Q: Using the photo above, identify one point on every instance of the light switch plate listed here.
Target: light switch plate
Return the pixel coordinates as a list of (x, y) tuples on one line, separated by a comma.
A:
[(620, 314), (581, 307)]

== Work item ==
Return the whole listing, keeping every line exactly as it is.

== Written solution ==
Q: Using the photo above, identify one point on every instance of the light switch plate listed here.
Target: light switch plate
Return the pixel coordinates as a list of (x, y) tuples on one line, separated by a comma.
A:
[(620, 314), (581, 307)]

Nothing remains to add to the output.